Task statement ::
Rewrite each of the records below, changing "mulch bed" to "flower bed" and leaving everything else unchanged.

BEGIN

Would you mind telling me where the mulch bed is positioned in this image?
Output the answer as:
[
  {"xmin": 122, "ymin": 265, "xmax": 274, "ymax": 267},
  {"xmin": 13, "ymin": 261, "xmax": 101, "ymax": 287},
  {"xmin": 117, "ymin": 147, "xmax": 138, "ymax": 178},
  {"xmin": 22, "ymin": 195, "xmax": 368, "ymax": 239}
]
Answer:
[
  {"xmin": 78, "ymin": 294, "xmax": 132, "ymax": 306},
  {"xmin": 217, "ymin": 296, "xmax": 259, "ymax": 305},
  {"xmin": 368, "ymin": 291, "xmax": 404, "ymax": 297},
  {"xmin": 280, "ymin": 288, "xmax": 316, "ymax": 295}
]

END

Written solution ::
Would you mind telling me where the flower bed is positioned in this image?
Output the answer as:
[
  {"xmin": 122, "ymin": 265, "xmax": 274, "ymax": 267},
  {"xmin": 13, "ymin": 261, "xmax": 101, "ymax": 287},
  {"xmin": 117, "ymin": 147, "xmax": 138, "ymax": 178},
  {"xmin": 22, "ymin": 195, "xmax": 368, "ymax": 239}
]
Answer:
[
  {"xmin": 78, "ymin": 294, "xmax": 132, "ymax": 306},
  {"xmin": 217, "ymin": 296, "xmax": 259, "ymax": 305},
  {"xmin": 368, "ymin": 291, "xmax": 404, "ymax": 297},
  {"xmin": 280, "ymin": 288, "xmax": 316, "ymax": 295}
]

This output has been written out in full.